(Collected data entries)
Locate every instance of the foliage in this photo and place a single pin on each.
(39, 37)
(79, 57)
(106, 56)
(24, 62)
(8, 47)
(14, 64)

■ TASK PROMPT
Every entry above should be duplicated exactly.

■ EXERCISE OUTPUT
Locate every instance of the foliage in this photo and place a single pin on each.
(39, 37)
(79, 57)
(106, 56)
(24, 62)
(8, 47)
(14, 64)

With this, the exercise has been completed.